▶ _Task directions_
Your task is to return, word for word, only the lines from the line with "Every instance of the taillight" through the close of the data. Exclude all pictures.

▶ _Given records_
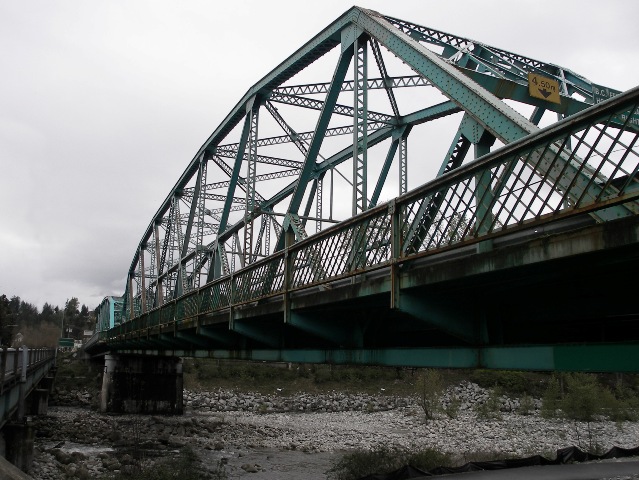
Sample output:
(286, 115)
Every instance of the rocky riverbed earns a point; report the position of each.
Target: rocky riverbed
(299, 436)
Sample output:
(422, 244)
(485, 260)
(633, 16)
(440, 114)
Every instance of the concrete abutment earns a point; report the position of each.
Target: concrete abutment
(142, 384)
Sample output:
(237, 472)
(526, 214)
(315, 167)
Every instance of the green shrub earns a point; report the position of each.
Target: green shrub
(511, 382)
(185, 467)
(383, 460)
(526, 405)
(551, 401)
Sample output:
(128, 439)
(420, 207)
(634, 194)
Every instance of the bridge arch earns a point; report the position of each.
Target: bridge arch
(288, 192)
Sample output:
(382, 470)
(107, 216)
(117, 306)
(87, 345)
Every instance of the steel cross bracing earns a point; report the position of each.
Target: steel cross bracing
(391, 78)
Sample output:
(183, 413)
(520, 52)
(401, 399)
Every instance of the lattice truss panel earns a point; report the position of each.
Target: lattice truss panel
(369, 108)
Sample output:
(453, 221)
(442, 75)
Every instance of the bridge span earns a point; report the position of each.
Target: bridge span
(520, 253)
(26, 380)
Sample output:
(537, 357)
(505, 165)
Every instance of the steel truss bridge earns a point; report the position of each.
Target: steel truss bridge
(516, 245)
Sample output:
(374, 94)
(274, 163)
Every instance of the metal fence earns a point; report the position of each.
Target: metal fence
(16, 363)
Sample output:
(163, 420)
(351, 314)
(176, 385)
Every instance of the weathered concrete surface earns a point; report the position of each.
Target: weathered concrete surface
(142, 384)
(8, 471)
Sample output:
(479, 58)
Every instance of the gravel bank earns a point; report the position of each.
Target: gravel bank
(298, 436)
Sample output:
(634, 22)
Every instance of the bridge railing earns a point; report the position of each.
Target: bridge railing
(587, 163)
(16, 363)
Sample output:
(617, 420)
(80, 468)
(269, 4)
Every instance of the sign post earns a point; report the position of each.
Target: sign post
(544, 88)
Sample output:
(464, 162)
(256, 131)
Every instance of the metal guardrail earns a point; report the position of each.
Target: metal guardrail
(587, 163)
(16, 364)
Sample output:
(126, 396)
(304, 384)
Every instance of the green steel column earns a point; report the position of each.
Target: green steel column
(251, 172)
(360, 125)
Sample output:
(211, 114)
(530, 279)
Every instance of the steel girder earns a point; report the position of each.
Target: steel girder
(179, 249)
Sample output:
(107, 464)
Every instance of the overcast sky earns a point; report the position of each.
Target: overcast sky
(104, 103)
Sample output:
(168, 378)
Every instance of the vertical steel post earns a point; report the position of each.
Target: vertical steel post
(159, 291)
(360, 124)
(396, 250)
(403, 163)
(142, 281)
(251, 170)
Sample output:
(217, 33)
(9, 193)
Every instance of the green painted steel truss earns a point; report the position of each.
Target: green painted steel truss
(253, 215)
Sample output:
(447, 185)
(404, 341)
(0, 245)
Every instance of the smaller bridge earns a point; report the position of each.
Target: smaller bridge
(25, 384)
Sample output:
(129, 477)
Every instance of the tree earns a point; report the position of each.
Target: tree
(47, 315)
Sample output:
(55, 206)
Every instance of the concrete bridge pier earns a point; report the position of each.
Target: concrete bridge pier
(18, 444)
(142, 384)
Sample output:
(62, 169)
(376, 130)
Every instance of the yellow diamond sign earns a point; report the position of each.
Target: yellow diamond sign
(544, 88)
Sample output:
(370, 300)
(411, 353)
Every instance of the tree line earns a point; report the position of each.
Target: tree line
(22, 323)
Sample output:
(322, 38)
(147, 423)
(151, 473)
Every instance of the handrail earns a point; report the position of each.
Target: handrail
(13, 361)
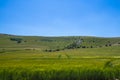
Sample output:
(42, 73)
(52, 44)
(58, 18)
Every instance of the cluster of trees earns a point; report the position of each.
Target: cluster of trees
(18, 40)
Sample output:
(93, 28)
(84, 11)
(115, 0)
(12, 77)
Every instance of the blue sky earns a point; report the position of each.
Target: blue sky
(60, 17)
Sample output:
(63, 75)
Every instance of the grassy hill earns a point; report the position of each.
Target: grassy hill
(78, 58)
(13, 41)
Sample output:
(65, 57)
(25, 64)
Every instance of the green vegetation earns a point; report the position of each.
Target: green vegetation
(87, 59)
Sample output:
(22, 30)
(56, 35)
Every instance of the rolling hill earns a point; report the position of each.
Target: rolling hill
(69, 42)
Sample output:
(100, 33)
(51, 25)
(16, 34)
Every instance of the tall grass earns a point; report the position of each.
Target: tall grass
(62, 74)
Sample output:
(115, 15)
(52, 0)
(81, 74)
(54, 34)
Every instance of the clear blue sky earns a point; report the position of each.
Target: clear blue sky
(60, 17)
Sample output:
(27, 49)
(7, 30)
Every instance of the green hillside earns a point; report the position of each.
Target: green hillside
(13, 41)
(59, 58)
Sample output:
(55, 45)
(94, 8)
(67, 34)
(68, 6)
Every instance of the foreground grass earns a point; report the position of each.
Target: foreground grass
(77, 64)
(62, 74)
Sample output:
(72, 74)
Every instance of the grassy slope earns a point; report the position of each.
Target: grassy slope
(17, 63)
(53, 42)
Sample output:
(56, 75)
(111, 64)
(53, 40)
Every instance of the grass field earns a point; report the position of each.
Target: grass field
(25, 61)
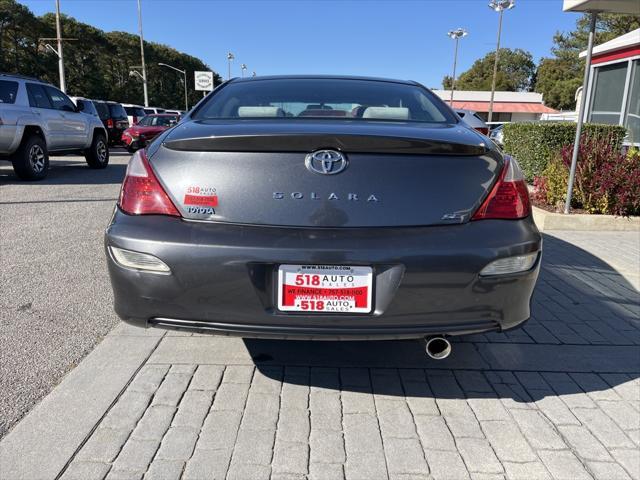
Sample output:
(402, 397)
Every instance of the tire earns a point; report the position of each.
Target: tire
(97, 155)
(31, 160)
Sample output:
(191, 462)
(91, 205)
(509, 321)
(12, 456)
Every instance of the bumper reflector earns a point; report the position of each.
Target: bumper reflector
(139, 261)
(504, 266)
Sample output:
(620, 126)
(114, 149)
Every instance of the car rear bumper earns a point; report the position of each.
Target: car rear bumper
(224, 277)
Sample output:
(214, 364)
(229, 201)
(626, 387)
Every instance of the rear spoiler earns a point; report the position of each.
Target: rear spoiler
(300, 142)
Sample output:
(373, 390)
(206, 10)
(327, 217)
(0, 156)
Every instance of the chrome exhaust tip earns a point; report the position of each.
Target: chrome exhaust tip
(438, 348)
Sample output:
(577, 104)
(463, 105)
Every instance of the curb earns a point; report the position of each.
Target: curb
(41, 444)
(546, 221)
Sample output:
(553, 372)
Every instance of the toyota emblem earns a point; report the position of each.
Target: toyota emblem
(326, 162)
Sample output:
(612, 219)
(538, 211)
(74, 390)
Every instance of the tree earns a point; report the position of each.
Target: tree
(516, 72)
(559, 77)
(97, 65)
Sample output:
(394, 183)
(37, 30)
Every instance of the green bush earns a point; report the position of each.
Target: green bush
(534, 144)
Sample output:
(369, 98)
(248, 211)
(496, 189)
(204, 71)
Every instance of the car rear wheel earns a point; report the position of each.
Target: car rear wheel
(31, 160)
(97, 155)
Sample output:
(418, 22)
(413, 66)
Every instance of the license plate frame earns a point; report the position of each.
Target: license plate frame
(339, 297)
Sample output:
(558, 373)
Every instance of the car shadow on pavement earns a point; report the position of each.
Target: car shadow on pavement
(70, 170)
(583, 336)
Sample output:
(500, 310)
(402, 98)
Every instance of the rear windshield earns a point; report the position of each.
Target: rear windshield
(135, 111)
(339, 99)
(103, 110)
(158, 121)
(117, 110)
(8, 91)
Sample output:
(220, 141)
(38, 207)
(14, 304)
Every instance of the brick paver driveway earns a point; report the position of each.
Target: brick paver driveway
(557, 399)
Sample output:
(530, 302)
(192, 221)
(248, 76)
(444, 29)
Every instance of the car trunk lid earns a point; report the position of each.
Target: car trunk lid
(254, 172)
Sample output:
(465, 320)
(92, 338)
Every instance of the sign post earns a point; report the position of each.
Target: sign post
(203, 82)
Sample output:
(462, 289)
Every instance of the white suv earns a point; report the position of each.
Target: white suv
(37, 119)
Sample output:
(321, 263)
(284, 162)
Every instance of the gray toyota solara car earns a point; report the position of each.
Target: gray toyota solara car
(323, 208)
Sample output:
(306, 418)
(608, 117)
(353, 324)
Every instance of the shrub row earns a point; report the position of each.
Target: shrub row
(535, 144)
(607, 181)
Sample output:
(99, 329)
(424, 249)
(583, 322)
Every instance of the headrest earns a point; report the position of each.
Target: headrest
(390, 113)
(260, 112)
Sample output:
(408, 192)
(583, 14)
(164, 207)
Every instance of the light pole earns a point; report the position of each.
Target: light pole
(184, 73)
(230, 57)
(144, 69)
(63, 85)
(456, 35)
(498, 6)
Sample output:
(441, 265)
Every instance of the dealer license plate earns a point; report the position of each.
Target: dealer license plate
(324, 288)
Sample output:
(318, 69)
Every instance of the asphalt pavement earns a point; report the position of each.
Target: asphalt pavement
(56, 299)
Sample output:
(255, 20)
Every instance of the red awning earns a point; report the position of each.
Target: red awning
(504, 107)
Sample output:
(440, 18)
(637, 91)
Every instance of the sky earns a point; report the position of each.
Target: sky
(404, 39)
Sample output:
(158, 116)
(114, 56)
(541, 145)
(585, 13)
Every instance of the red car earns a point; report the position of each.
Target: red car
(136, 137)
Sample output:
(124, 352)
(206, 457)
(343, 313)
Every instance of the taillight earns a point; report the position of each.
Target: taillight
(509, 197)
(141, 192)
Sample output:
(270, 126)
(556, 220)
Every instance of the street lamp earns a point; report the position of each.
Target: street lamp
(230, 57)
(455, 35)
(183, 72)
(143, 66)
(498, 6)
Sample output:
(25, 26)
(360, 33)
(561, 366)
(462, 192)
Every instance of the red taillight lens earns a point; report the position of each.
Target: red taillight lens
(141, 192)
(509, 197)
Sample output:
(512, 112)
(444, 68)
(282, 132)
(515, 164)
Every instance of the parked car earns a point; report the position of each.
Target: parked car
(474, 120)
(85, 105)
(114, 118)
(497, 135)
(369, 220)
(134, 112)
(37, 119)
(137, 136)
(153, 110)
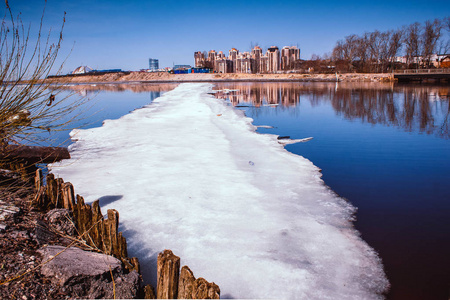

▶ _Solution below_
Every instance of the taillight earns a point; report the position of each.
Target: taillight
(509, 197)
(141, 192)
Sample output:
(270, 126)
(556, 220)
Every instance of the street lamp earns a point; report the position of each.
Target: street lamp
(230, 57)
(455, 35)
(183, 72)
(143, 66)
(498, 6)
Sample output:
(25, 26)
(360, 33)
(561, 366)
(462, 192)
Every instance of the red taillight lens earns a point; report the position of each.
Target: red taillight lens
(141, 192)
(509, 197)
Sample output:
(512, 112)
(444, 68)
(282, 132)
(515, 164)
Every instance of the parked car earns a point; report the position of each.
Target: parked car
(474, 120)
(85, 105)
(114, 118)
(497, 135)
(369, 220)
(134, 112)
(37, 119)
(137, 136)
(153, 110)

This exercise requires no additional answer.